(EXTRACTED TEXT begins)
Russian President Vladimir Putin sought to present a united front with Xi Jinping as the Kremlin said the Chinese leader supported Moscow’s demand for security guarantees that would limit western influence in its backyard.
In remarks shown by Russian state television at the start of their 90-minute video call on Wednesday, Putin told his “dear friend” Xi that “a new model of co-operation between our countries has formed on principles such as non-interference in internal affairs and respecting each other’s interests”.
Xi, who called Putin an “old friend”, told him that he “highly appreciated” Russia’s “strong support of China’s efforts to protect its key international interests”, according to the official Xinhua news agency.
“Certain international forces are interfering in the internal affairs of China and Russia, and trampling on international law and recognised norms of international relations,” Xi added. “China and Russia should carry out more joint actions to safeguard the security interests of both parties.”
After Putin briefed Xi on his recent demands to redraw Europe’s security order in a call with US President Joe Biden last week, the Chinese leader “underscored that he supports Russia’s demands for such guarantees [and] understands what concerns Russia has with regard to its western borders”, Putin’s foreign policy aide Yuri Ushakov told reporters, according to Interfax.
Russia sought to portray Putin and Xi’s call, the 37th meeting between them since 2013, as a show of support at a time when both countries’ relationships with the west are deteriorating to lows not seen since the cold war more than three decades ago.
Moscow and Beijing are not formally allied but have moved closer together since 2014, when Russia annexed the Crimean peninsula from Ukraine and fuelled a slow-burning separatist war in the eastern Donbas border region.
Putin secured a major gas supply deal with China that underscored Beijing’s support for Russia in the face of US and EU sanctions over Ukraine.
After Russia deployed about 100,000 troops on the border with Ukraine this autumn, the US and EU fear Moscow could be planning to restart the conflict and have threatened crippling sanctions in response.
(EXTRACTED TEXT ends)
(PROVIDED RECORDS begins)
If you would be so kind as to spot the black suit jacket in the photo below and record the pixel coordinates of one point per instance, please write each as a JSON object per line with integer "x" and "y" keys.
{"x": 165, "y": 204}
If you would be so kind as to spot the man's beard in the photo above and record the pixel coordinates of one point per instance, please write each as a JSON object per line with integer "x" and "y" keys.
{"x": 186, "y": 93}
(PROVIDED RECORDS ends)
(PROVIDED RECORDS begins)
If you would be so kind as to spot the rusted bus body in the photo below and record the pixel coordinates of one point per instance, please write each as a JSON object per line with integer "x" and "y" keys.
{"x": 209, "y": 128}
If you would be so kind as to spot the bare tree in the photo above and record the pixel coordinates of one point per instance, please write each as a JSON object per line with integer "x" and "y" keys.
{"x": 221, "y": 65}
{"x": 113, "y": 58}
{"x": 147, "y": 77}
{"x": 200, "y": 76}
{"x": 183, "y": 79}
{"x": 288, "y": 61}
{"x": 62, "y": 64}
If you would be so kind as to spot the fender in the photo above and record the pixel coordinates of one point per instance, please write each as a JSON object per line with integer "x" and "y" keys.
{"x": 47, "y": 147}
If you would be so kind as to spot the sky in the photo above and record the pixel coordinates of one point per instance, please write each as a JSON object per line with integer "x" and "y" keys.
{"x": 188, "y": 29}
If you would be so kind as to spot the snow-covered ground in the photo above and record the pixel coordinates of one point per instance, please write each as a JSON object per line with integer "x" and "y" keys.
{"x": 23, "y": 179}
(PROVIDED RECORDS ends)
— INSTRUCTIONS TO FOLLOW —
Please answer these questions from the article on the Putin–Xi video call:
(a) How long did the call last?
(b) Which meeting between the two leaders since 2013 was this call, by count?
(c) In what year did Russia annex the Crimean peninsula from Ukraine?

— REPLY TO THE EXERCISE —
(a) 90 minutes
(b) The 37th
(c) 2014